Aim of the task: Scan the records for the string "below" and copy every line that holds it.

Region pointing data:
········

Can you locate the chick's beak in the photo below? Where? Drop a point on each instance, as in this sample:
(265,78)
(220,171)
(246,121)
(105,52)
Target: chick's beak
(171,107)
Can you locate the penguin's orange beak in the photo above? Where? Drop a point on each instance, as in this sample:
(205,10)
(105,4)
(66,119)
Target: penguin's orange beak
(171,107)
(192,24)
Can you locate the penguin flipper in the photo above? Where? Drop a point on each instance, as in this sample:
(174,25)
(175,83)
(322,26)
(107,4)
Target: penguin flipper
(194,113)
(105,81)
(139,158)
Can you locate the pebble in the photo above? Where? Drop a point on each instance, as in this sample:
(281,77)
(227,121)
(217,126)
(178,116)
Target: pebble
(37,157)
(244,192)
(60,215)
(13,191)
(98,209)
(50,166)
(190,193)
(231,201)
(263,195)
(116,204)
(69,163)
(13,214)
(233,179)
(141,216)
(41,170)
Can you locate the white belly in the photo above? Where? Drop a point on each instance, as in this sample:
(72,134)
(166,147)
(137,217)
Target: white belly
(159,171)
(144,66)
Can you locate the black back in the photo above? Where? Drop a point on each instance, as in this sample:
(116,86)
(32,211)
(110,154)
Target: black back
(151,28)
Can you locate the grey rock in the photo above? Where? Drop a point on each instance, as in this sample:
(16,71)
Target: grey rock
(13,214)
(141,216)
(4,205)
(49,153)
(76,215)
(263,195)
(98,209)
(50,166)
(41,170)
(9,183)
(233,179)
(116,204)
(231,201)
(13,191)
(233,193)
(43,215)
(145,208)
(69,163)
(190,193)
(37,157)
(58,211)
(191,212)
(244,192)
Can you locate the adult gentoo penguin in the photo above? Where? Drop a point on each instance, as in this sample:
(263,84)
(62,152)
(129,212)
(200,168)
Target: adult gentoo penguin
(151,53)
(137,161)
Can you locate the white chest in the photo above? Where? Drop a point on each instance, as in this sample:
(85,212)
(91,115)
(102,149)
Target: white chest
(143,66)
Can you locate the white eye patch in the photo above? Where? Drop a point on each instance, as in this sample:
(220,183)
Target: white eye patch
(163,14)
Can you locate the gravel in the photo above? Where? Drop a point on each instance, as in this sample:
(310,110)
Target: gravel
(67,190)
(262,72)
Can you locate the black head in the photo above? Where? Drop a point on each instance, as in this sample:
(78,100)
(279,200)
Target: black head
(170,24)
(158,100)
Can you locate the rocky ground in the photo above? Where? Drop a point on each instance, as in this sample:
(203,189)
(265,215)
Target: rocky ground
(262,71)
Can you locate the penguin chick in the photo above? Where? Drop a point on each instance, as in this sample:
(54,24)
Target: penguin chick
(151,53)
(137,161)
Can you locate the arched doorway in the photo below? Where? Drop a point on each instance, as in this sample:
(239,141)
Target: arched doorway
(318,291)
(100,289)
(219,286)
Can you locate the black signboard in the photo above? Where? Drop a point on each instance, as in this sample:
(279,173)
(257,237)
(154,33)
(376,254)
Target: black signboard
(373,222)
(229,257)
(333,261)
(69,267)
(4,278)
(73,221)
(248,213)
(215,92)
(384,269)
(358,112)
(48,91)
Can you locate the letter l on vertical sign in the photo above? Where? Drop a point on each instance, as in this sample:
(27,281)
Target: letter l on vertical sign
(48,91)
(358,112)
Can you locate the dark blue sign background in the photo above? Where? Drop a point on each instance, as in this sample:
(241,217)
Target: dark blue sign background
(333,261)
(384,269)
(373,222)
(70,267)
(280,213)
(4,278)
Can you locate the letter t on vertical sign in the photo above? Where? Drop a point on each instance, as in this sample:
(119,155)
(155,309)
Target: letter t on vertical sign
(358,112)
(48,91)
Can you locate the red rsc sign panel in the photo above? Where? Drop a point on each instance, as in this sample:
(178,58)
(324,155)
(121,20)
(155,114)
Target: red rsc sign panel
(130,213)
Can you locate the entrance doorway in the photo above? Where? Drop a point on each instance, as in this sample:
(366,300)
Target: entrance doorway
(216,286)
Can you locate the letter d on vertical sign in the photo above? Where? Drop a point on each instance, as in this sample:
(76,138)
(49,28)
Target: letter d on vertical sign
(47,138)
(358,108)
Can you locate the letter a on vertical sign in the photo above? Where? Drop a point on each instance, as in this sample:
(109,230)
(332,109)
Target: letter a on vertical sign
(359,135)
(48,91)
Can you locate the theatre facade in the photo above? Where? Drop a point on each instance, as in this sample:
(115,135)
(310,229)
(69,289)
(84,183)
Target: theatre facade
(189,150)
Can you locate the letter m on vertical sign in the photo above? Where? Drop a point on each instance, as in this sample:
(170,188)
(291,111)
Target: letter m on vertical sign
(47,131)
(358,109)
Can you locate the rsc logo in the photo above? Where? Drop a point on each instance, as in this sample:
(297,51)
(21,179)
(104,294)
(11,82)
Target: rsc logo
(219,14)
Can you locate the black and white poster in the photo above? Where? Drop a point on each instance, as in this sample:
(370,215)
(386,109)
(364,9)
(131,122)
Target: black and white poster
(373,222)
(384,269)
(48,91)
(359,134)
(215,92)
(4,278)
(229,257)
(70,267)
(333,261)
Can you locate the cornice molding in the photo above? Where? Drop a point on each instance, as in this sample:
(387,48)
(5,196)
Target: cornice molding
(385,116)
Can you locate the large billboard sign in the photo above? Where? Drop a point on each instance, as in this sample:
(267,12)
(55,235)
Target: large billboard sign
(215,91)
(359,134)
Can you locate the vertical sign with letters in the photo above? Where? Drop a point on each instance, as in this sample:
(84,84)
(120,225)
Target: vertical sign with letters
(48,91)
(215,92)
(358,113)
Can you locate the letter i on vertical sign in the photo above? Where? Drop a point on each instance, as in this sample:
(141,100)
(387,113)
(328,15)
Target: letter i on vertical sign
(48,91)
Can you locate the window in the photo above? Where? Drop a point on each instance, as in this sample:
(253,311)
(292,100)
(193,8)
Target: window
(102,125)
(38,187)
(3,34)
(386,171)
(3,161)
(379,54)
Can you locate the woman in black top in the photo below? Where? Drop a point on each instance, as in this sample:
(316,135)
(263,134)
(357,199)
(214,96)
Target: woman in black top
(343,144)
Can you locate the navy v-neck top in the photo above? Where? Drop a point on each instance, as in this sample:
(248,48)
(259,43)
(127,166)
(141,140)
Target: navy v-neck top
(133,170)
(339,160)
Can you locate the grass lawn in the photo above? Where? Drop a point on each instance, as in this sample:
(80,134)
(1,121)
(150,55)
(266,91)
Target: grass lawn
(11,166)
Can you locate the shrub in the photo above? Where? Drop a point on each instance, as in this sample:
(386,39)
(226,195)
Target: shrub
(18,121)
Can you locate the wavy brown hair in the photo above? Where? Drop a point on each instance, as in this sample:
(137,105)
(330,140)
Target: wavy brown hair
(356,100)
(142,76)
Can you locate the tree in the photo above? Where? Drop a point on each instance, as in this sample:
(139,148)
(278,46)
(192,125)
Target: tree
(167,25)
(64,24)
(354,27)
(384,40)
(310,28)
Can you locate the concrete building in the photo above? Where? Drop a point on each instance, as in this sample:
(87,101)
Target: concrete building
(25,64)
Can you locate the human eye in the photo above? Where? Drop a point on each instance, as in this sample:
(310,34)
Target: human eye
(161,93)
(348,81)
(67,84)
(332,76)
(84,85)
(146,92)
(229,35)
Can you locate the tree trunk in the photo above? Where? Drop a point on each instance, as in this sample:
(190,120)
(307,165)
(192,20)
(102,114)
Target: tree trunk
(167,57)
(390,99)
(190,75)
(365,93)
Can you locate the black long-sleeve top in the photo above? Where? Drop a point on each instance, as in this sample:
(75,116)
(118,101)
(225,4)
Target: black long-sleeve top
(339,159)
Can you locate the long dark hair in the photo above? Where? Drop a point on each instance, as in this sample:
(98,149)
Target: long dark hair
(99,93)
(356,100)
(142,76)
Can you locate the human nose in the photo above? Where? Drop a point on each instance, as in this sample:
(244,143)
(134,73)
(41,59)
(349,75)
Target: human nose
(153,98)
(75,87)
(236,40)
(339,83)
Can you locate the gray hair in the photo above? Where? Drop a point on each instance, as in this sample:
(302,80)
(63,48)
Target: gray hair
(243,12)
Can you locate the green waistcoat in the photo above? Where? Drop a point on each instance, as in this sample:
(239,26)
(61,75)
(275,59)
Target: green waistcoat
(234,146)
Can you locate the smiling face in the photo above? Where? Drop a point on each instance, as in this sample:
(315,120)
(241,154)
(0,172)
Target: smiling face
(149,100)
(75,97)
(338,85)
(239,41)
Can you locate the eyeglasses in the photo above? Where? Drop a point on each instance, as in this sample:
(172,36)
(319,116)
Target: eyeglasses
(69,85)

········

Solved exercise:
Can you locate the chick's beak in the photo below? Where? Drop a point on each instance, as in this sample:
Can you locate the arched doorway in the photo below? Where? Drop a point on each instance, as in this sample:
Can you locate the woman in black top in the photo below? Where? Drop a point on each instance, as in this sample:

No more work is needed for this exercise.